* Gereksinimler: Fiyatlandırma konulu metinde "3.3. Fiyatlandırma" ifadesinden "2015:320; Gümüş, 2005:48)." ifadesine kadar uzanan bölümü, "yöneticileri" yerine "sahipleri" koyarak yeniden yazınız.

* Sayfa Alıntısı:
* * *

• Sonuç bulunamadı

3. ETNİK RESTORANLARDA FİYATLANDIRMA VE MARKA

3.3. Fiyatlandırma

3.3.4. Fiyatlandırma Yöntemleri

Restoran işletmelerinin yöneticileri yiyecek içecek fiyatlarını belirlerken rekabet, restoran lokasyonu ve hitap edilen müşteri özellikleri gibi faktörlerden faydalanılabilir. Gelişmiş stratejilere sahip olan restoran işletmeleri müşteri dikkatini fiyatlara değil, menülerin olumlu tarafına çekmeyi ve arz edilen hizmetin üzerinde odaklanılmasını sağlamaktır (Türksoy, 2015:320; Gümüş, 2005:48).

Rekabete Yönelik Fiyatlandırma: Rekabete yönelik fiyatlandırma, firmanın

fiyatlarını geniş ölçüde rakiplerin fiyatlarına bakarak belirlenmesidir. Bu fiyatlandırmanın en belirgin özelliği, firmanın fiyat ile maliyet veya talep arasında değişmeyen bir ilişkiyi sürdürmeye çalışmamasıdır. Cari fiyatı esas alma ve kapalı zarf usulüne göre iki şekilde uygulanmaktadır (Mucuk, 2001:155). Sektörde bulunan rakiplerin fiyatlarının göz önünde bulundurulduğu bu yaklaşımın kolay oluşu, fiyat esnekliğinin ve birim maliyetlerin baz alınmaması sebebiyle yararlanılması kolay bir fiyatlama modelidir. Diğer yandan rekabete dayalı fiyatlama modelinde sadece maliyet değil, rekabetinde fiyatı belirlemesi önemli bir faktördür. Bundan dolayı rekabetin karşılanması amacıyla yiyecek içecek işletmelerinin sunduğu hizmetin fiyatını saptarken sektörde bulunan diğer işletmelerden gelecek rekabet fiyatlarını genel seviyesi ile birlikte hizmet farklılıklarının da aşamalı olarak belirlenmesine sebep olur (Hendire, 2010).

* * *

* Verilen Öğeler:
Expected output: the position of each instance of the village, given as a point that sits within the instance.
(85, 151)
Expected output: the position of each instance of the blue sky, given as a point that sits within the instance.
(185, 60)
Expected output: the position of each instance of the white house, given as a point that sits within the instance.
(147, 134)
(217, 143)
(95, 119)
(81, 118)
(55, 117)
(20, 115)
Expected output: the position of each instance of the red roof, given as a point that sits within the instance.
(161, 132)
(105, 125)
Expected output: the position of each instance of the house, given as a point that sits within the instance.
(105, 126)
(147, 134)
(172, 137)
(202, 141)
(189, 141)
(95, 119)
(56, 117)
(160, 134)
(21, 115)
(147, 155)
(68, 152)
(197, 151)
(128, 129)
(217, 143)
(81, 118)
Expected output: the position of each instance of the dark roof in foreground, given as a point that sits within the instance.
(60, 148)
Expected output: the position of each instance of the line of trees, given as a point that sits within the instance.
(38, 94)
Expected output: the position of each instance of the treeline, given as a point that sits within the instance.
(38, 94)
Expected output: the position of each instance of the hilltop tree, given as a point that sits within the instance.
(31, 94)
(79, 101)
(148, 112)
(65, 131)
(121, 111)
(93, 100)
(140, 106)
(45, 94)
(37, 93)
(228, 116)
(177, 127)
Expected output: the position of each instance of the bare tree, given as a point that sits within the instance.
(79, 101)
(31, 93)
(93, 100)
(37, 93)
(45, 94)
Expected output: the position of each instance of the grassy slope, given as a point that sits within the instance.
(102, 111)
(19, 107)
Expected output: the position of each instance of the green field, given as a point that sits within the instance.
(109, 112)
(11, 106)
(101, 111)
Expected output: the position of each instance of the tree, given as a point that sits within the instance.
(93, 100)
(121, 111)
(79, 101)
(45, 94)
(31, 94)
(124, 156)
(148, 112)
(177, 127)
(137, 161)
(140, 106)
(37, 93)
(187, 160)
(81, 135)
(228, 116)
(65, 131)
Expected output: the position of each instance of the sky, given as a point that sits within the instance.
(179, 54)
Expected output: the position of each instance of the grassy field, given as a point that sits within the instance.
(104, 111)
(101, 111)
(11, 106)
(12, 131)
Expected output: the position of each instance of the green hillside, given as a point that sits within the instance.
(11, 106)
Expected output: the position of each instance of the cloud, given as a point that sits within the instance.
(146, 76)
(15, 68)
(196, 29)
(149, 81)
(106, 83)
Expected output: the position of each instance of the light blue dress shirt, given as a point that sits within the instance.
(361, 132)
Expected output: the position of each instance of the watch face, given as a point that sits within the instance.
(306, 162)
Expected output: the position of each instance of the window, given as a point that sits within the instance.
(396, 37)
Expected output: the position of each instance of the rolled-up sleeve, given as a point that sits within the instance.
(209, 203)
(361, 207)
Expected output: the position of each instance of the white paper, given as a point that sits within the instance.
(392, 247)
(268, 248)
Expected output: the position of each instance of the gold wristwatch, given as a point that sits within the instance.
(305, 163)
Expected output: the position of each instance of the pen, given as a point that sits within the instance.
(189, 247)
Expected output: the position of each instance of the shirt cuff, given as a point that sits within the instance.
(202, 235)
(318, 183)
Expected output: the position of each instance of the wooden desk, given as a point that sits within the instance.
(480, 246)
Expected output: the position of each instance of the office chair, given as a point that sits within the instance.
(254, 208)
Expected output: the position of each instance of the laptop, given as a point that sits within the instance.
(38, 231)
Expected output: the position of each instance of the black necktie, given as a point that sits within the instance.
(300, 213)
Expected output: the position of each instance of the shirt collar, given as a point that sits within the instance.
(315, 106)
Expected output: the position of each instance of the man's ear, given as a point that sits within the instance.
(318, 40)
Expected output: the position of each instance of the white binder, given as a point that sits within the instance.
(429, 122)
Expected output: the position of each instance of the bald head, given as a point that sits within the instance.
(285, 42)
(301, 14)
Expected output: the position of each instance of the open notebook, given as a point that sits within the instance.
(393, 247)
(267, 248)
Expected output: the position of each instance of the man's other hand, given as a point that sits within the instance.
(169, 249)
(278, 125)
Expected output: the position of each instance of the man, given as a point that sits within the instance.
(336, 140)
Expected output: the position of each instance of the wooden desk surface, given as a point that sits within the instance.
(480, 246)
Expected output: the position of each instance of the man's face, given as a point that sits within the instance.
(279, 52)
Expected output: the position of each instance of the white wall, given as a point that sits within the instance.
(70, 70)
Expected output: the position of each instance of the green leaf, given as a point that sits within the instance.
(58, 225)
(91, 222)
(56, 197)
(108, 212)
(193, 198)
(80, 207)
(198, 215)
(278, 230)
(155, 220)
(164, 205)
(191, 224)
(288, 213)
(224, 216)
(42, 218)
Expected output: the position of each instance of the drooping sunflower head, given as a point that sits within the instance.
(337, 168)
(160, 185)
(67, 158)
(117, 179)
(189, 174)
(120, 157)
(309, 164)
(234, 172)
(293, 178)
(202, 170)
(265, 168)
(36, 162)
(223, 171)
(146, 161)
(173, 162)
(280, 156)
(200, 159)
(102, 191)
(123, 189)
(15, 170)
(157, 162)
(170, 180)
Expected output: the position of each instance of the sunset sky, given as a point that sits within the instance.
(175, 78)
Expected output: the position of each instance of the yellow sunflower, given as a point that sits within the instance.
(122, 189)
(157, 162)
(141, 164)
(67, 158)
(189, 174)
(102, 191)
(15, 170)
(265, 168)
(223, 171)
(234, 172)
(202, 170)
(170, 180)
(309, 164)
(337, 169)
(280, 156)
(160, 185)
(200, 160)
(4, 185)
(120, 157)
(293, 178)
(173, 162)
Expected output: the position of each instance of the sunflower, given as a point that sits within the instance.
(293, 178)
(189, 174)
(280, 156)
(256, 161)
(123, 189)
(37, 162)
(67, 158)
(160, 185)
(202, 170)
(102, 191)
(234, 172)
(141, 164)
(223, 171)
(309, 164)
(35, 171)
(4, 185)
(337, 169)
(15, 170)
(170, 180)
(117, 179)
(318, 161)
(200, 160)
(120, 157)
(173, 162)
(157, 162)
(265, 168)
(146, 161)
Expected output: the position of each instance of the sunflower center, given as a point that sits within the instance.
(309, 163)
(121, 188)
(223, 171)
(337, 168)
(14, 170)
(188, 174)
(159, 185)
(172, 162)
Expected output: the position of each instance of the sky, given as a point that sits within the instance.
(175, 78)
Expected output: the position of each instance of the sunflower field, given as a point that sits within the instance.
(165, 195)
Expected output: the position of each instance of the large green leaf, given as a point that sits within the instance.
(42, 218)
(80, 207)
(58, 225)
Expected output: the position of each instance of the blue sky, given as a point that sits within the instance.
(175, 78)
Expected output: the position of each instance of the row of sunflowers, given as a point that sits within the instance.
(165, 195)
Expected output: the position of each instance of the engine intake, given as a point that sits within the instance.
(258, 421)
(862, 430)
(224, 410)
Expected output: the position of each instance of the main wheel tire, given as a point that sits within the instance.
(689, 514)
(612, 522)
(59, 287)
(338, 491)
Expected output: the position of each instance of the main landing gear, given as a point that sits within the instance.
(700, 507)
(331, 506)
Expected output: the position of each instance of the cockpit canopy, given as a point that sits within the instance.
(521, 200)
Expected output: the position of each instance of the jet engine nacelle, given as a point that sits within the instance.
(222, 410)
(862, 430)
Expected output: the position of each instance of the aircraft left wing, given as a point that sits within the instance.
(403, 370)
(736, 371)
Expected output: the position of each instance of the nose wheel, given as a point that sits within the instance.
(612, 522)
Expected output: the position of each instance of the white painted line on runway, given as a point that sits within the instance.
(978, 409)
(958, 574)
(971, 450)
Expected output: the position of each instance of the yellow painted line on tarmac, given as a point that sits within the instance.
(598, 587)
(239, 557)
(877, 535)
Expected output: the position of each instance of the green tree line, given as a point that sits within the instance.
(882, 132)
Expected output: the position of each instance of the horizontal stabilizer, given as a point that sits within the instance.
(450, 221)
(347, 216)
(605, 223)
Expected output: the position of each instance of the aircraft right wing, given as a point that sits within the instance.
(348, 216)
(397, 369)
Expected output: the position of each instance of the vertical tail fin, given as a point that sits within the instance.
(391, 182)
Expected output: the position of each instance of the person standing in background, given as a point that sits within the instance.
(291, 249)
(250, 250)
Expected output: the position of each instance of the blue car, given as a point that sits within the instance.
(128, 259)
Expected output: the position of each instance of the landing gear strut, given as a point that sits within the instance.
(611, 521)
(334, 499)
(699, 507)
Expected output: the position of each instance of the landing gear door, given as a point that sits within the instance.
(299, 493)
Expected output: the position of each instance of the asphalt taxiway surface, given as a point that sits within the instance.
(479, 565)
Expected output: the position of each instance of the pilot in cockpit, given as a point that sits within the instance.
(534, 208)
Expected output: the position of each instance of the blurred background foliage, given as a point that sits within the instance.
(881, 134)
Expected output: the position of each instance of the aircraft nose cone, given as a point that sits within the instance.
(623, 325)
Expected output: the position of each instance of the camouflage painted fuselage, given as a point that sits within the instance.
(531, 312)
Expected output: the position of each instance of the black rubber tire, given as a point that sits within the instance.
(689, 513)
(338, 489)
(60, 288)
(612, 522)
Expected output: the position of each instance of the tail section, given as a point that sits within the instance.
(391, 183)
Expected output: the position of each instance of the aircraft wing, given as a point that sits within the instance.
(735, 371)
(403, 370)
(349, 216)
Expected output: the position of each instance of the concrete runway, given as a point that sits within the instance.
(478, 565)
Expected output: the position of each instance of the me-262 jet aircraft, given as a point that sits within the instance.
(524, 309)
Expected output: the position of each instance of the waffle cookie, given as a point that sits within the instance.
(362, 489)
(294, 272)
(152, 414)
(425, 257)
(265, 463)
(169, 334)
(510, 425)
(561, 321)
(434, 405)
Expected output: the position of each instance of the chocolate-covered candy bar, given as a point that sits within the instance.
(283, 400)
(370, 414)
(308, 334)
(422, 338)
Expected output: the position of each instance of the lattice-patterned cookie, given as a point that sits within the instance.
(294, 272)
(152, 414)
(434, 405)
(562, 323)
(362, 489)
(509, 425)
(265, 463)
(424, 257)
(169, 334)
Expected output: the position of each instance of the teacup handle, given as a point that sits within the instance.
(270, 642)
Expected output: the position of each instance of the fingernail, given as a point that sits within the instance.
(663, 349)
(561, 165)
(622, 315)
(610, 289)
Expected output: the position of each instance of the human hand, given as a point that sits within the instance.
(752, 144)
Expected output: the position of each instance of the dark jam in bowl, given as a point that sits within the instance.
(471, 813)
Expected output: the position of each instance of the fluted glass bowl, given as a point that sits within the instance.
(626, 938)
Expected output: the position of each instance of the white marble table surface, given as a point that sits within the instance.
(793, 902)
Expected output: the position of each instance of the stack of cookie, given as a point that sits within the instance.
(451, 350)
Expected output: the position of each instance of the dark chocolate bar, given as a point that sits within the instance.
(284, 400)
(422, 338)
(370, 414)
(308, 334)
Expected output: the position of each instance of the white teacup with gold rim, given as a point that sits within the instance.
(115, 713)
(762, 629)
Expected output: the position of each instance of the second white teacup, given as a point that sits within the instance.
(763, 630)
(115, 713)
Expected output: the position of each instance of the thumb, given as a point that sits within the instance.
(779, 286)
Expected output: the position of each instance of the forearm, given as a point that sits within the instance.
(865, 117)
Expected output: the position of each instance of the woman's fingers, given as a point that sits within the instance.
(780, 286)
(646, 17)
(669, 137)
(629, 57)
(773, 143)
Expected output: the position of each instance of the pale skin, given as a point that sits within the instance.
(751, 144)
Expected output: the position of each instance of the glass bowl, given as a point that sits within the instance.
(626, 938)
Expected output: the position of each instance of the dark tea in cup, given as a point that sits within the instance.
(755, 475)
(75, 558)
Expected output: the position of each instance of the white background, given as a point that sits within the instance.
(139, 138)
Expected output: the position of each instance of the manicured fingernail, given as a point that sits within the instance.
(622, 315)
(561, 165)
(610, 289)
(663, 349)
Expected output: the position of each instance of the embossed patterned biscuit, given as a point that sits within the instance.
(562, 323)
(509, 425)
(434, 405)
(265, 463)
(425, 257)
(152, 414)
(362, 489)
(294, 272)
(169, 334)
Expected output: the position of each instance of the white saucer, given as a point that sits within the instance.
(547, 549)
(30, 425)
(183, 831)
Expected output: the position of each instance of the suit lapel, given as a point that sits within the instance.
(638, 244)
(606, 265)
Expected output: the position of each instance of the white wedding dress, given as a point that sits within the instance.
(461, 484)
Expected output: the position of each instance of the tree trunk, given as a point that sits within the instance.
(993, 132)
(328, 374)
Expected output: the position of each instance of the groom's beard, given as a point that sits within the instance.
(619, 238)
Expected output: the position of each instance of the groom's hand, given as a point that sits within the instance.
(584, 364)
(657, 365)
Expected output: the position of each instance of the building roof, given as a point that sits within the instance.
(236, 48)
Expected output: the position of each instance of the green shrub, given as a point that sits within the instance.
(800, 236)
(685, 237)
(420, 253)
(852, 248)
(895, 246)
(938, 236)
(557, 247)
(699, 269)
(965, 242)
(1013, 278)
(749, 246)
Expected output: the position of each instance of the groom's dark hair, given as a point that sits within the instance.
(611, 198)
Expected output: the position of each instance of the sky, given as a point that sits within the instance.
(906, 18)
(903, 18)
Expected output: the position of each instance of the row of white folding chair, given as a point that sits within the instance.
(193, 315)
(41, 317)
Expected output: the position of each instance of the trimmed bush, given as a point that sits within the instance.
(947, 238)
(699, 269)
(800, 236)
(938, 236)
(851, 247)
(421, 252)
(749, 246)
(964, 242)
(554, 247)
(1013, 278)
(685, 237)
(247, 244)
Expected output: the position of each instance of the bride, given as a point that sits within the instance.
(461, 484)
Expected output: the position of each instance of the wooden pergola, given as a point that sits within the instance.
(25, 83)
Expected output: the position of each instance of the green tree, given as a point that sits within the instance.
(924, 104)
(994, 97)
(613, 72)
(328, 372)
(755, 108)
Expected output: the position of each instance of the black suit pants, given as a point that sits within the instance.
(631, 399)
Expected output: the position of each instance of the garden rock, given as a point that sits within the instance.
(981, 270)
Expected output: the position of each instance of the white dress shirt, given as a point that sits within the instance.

* * *

* Alıştırma Cevabı:
3.3. Fiyatlandırma

3.3.4. Fiyatlandırma Yöntemleri

Restoran işletmelerinin sahipleri yiyecek içecek fiyatlarını belirlerken rekabet, restoran lokasyonu ve hitap edilen müşteri özellikleri gibi faktörlerden faydalanılabilir. Gelişmiş stratejilere sahip olan restoran işletmeleri müşteri dikkatini fiyatlara değil, menülerin olumlu tarafına çekmeyi ve arz edilen hizmetin üzerinde odaklanılmasını sağlamaktır (Türksoy, 2015:320; Gümüş, 2005:48).